> SHORT TASK:
Reproduce each of the records below word for word, without any changes.

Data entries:
BEGIN

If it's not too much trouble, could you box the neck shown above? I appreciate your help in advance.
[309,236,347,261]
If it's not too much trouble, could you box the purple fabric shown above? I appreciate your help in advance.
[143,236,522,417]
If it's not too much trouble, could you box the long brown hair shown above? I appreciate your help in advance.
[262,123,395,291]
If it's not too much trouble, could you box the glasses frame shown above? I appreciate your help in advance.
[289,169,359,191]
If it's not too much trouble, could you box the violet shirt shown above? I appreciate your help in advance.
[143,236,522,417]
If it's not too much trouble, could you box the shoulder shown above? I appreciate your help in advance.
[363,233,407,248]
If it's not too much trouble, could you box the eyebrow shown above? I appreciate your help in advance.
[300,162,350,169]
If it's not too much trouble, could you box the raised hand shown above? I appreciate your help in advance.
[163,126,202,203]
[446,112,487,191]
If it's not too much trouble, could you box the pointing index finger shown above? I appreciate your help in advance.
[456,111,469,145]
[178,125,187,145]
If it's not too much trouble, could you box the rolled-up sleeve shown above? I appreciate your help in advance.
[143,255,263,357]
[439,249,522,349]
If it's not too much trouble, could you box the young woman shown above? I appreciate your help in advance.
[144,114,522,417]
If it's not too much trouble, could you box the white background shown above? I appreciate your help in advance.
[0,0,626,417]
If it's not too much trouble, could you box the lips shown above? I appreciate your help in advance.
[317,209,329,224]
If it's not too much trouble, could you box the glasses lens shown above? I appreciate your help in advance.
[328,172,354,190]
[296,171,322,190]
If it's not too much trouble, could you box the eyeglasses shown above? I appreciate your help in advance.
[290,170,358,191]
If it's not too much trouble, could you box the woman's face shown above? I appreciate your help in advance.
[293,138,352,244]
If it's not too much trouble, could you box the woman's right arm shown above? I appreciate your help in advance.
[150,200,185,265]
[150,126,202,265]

END

> SOLVED EXERCISE:
If it's not too much trouble, could you box the neck shown above? I appreciate your help in advance.
[309,236,347,261]
If it's not too much trouble, could you box the purple fabric shown above? I appreciate your help in advance.
[143,236,522,417]
If it's not too much trouble, could you box the long brown hair shown above? I appreciate your help in advance.
[262,123,395,291]
If it's not too much trouble, could you box the glasses frame shown above? I appreciate your help in advance.
[289,169,359,191]
If it's not too much trouble, could you box the violet shirt shown above? I appreciate your help in advance.
[143,236,522,417]
If it's not too much trouble, could you box the shoulder shown above? I appreciate your help in advance.
[363,233,407,248]
If it's not too much trouble, could you box the eyebrow shown above? I appreciate your help in advance.
[300,162,350,169]
If it's not too much trouble, could you box the raised hand shown above? I appreciate your help in advance.
[163,126,202,203]
[446,112,487,191]
If it's not too much trouble, could you box the pointing index finger shown above? I appreciate your help in advance.
[456,111,469,145]
[178,125,187,145]
If it's not too much trouble, could you box the rolled-up sleeve shown above? I appreciate your help in advance.
[143,255,263,357]
[439,249,522,349]
If it's not too much trouble, could you box the young woman shown above? I appreciate your help in advance.
[144,114,522,417]
If it's not too much trouble, could you box the white background shown above? I appreciate your help in advance.
[0,0,626,417]
If it's not too much trouble, could you box the lips shown above? I appreciate your help in advance.
[317,209,329,224]
If it's not too much trouble, could you box the glasses lens shown above? I appreciate your help in advance.
[328,172,354,190]
[296,171,322,190]
If it's not too much trouble, could you box the eyeglasses shown above? I appreciate your help in advance.
[290,170,358,191]
If it's not too much trouble, could you box the woman's face shown above? I appreciate your help in advance.
[293,138,352,244]
If it's not too much trouble, could you box the woman's right arm shown above? I appreciate your help in advance.
[150,200,185,265]
[150,126,202,265]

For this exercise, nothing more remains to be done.